Task to complete:
Pick out each line below that contains the word "building" and copy those lines.

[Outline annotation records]
______

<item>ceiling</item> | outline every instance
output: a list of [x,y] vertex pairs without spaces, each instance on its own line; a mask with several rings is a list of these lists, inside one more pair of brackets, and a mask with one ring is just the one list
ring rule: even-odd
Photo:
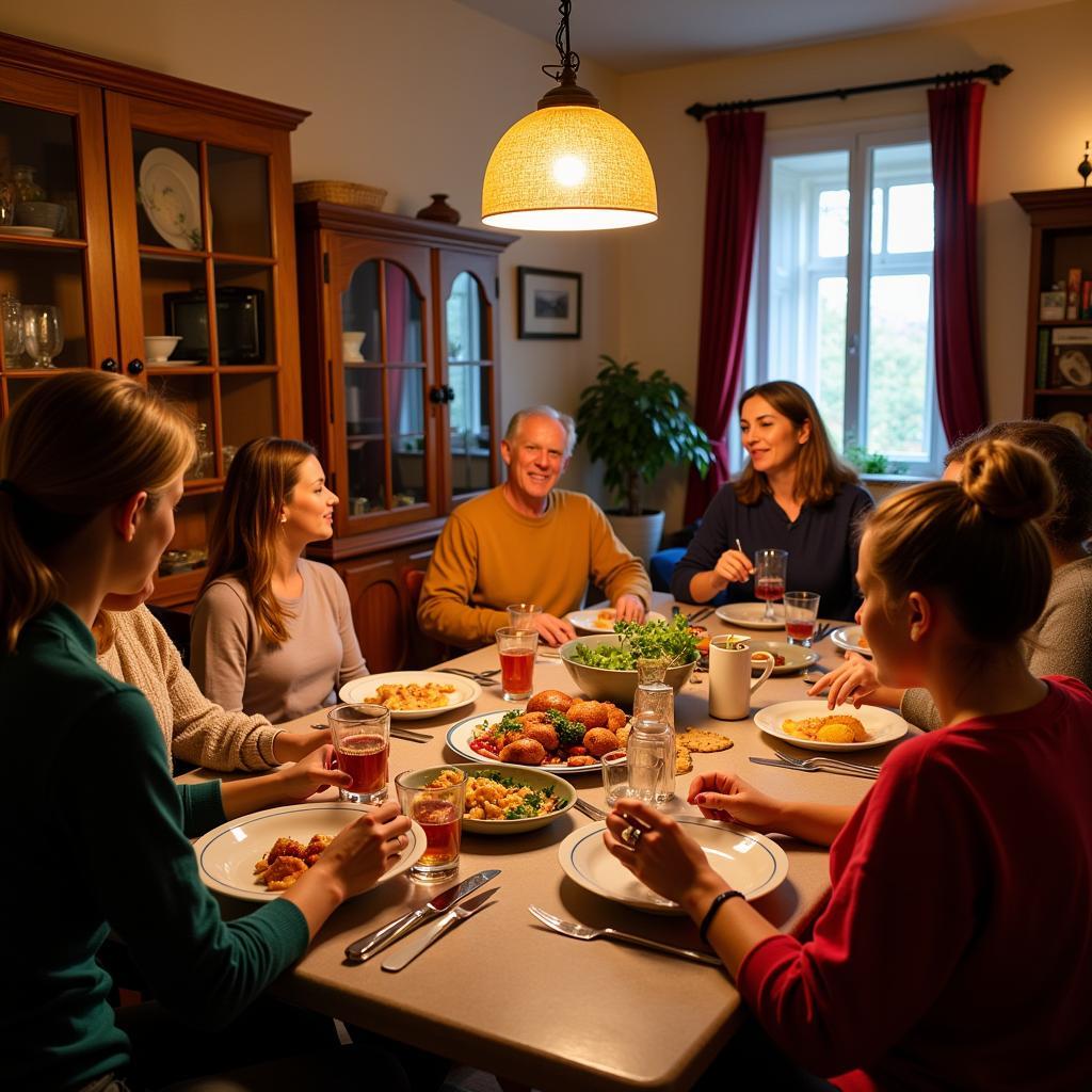
[[[458,0],[553,41],[557,0]],[[1059,0],[574,0],[572,48],[616,72],[648,72],[836,38],[1046,8]],[[544,58],[544,63],[550,60]]]

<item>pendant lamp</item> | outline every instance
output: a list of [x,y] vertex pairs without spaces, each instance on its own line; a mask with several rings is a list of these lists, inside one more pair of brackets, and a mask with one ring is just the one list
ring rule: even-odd
[[641,142],[577,84],[571,0],[561,0],[558,86],[500,138],[482,185],[482,222],[520,232],[601,232],[656,218],[656,182]]

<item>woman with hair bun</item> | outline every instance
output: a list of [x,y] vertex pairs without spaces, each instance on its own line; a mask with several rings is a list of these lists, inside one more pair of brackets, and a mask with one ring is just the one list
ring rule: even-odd
[[[968,451],[983,440],[1010,440],[1046,460],[1054,475],[1056,503],[1040,520],[1051,556],[1051,593],[1042,614],[1024,634],[1032,675],[1069,675],[1092,686],[1092,451],[1068,428],[1045,420],[1004,420],[961,440],[945,456],[945,478],[958,480]],[[880,686],[871,661],[848,655],[844,664],[808,691],[830,691],[840,702],[889,705],[919,728],[939,727],[940,714],[928,692]]]
[[323,769],[320,749],[266,778],[175,784],[147,700],[96,664],[91,626],[108,596],[144,589],[170,542],[192,426],[103,372],[33,388],[0,427],[3,727],[11,744],[33,736],[31,764],[0,796],[0,829],[29,877],[5,900],[0,1051],[12,1088],[106,1092],[140,1078],[142,1061],[193,1072],[207,1043],[193,1036],[166,1057],[133,1049],[96,959],[111,929],[164,1008],[222,1026],[397,859],[410,822],[384,805],[275,902],[221,919],[189,839],[348,779]]
[[[1092,1087],[1092,691],[1035,678],[1020,643],[1051,586],[1036,521],[1053,497],[1037,454],[988,440],[960,483],[868,520],[857,582],[877,672],[928,689],[943,727],[895,747],[856,808],[735,773],[691,783],[708,818],[830,846],[810,935],[779,933],[668,816],[621,799],[607,818],[608,851],[700,926],[782,1060],[835,1088]],[[636,845],[627,816],[648,828]]]
[[684,603],[752,600],[755,551],[784,549],[788,590],[818,592],[826,618],[852,618],[860,603],[856,524],[873,499],[834,453],[811,395],[787,379],[752,387],[739,399],[739,431],[750,459],[702,517],[672,594]]
[[192,619],[193,677],[210,701],[290,721],[368,674],[341,577],[304,557],[333,534],[336,503],[310,444],[266,437],[232,460]]

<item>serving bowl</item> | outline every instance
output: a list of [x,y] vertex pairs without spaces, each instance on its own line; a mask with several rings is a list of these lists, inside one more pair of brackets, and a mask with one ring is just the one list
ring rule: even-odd
[[490,776],[496,774],[519,782],[521,785],[530,785],[533,790],[553,788],[558,799],[557,808],[549,815],[534,816],[531,819],[470,819],[464,815],[463,830],[467,834],[525,834],[527,831],[538,830],[551,823],[577,803],[577,791],[565,778],[548,773],[539,767],[513,768],[494,762],[453,762],[450,765],[438,765],[435,771],[427,772],[436,776],[441,770],[462,770],[467,781],[483,774]]
[[[633,692],[637,690],[637,668],[631,670],[620,670],[613,667],[590,667],[572,658],[578,644],[596,648],[601,644],[618,645],[621,638],[617,633],[596,633],[591,637],[578,637],[573,641],[566,641],[561,645],[561,663],[569,673],[572,681],[589,698],[595,701],[613,701],[616,705],[632,705]],[[695,664],[679,664],[677,667],[668,667],[665,681],[678,693],[690,680]]]

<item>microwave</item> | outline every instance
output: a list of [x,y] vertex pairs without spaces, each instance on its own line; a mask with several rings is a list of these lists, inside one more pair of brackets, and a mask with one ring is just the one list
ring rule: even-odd
[[[209,360],[209,295],[203,288],[163,294],[168,334],[181,337],[173,356]],[[216,289],[216,343],[221,364],[265,363],[265,294],[260,288]]]

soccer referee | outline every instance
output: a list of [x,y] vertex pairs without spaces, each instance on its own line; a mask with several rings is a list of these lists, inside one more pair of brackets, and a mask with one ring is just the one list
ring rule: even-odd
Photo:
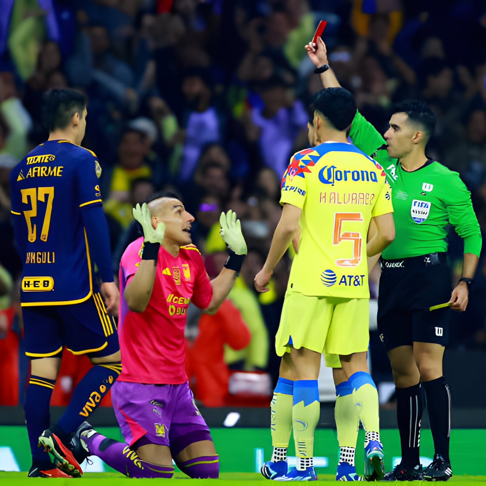
[[[322,39],[306,49],[324,87],[339,86]],[[450,307],[466,310],[481,236],[459,174],[425,155],[435,122],[425,103],[413,101],[396,107],[384,139],[359,113],[349,134],[357,147],[382,166],[392,190],[396,235],[382,255],[378,324],[397,389],[402,461],[385,481],[444,481],[452,476],[451,396],[442,357]],[[446,259],[450,224],[464,240],[462,278],[451,296]],[[418,447],[422,386],[435,448],[434,461],[423,472]]]

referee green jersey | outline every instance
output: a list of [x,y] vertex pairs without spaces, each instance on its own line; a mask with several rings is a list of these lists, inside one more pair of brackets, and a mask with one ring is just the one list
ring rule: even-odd
[[412,172],[388,156],[383,137],[359,112],[349,136],[353,143],[382,166],[392,188],[395,239],[383,250],[385,260],[447,251],[450,223],[464,240],[464,253],[479,256],[481,235],[470,193],[457,172],[428,161]]

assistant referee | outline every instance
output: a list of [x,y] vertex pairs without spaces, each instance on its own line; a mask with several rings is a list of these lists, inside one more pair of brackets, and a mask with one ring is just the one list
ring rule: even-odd
[[[322,39],[306,49],[324,87],[339,86]],[[468,304],[481,236],[470,193],[459,174],[425,155],[435,122],[424,103],[413,101],[394,110],[384,139],[359,113],[349,134],[357,147],[382,166],[392,190],[396,237],[382,255],[378,324],[397,389],[402,460],[384,481],[444,481],[452,476],[451,397],[442,357],[451,308],[463,311]],[[451,295],[446,259],[450,224],[464,241],[462,278]],[[435,448],[434,461],[423,472],[419,453],[422,386]]]

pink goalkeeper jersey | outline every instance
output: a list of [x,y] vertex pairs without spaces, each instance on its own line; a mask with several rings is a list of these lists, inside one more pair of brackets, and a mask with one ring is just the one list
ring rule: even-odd
[[184,328],[189,301],[209,305],[212,287],[199,250],[181,246],[174,258],[160,246],[152,295],[142,312],[128,309],[123,293],[141,261],[143,238],[129,245],[120,262],[118,336],[122,371],[118,380],[136,383],[179,384],[184,369]]

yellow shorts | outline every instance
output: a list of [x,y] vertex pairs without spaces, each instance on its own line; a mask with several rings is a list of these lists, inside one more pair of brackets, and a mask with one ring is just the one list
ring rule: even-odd
[[369,299],[305,295],[287,292],[275,338],[279,356],[291,347],[323,353],[327,366],[341,367],[339,355],[366,351]]

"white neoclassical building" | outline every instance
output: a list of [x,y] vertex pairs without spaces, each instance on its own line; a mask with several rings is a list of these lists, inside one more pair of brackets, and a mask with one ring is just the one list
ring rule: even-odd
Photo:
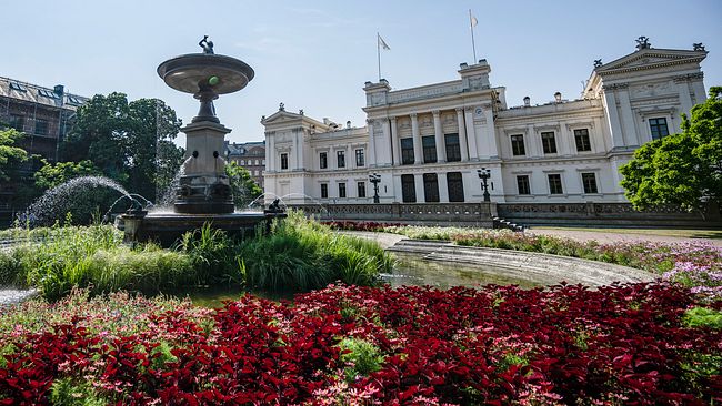
[[269,200],[289,204],[480,202],[490,170],[497,203],[626,202],[619,168],[643,143],[680,131],[681,113],[705,100],[692,50],[652,48],[594,69],[580,99],[509,106],[485,60],[459,79],[392,90],[367,82],[367,126],[318,121],[283,105],[263,118]]

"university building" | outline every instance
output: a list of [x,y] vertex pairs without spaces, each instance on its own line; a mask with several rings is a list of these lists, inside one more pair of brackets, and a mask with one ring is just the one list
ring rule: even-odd
[[[481,202],[479,170],[497,203],[625,203],[619,168],[643,143],[681,131],[681,113],[706,99],[708,51],[652,48],[594,61],[579,99],[510,105],[487,60],[459,79],[392,90],[365,82],[367,125],[279,111],[265,126],[268,195],[289,204]],[[270,199],[270,197],[269,197]]]

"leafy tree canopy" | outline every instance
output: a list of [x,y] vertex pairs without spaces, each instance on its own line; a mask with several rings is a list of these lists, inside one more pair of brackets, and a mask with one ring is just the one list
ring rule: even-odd
[[722,87],[682,115],[682,132],[642,145],[621,168],[625,196],[636,209],[673,204],[702,210],[722,197]]
[[255,184],[251,177],[251,173],[235,162],[225,164],[225,174],[230,180],[233,204],[237,207],[245,207],[263,193],[261,186]]
[[128,102],[123,93],[98,94],[77,114],[61,145],[64,161],[90,160],[103,174],[150,200],[170,185],[182,163],[182,150],[172,142],[181,121],[163,101]]
[[17,146],[26,134],[0,126],[0,180],[8,181],[13,165],[28,160],[28,152]]

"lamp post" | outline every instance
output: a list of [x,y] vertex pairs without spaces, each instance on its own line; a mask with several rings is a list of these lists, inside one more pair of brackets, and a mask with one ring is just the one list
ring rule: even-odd
[[379,182],[381,182],[381,175],[378,173],[372,173],[369,175],[369,182],[373,183],[373,203],[380,203],[379,200]]
[[481,179],[481,186],[484,189],[484,202],[491,202],[491,196],[489,195],[489,177],[491,177],[491,170],[482,168],[477,170],[479,179]]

______

Written response:
"white neoclassical building" | outline every instance
"university building" | outline every instance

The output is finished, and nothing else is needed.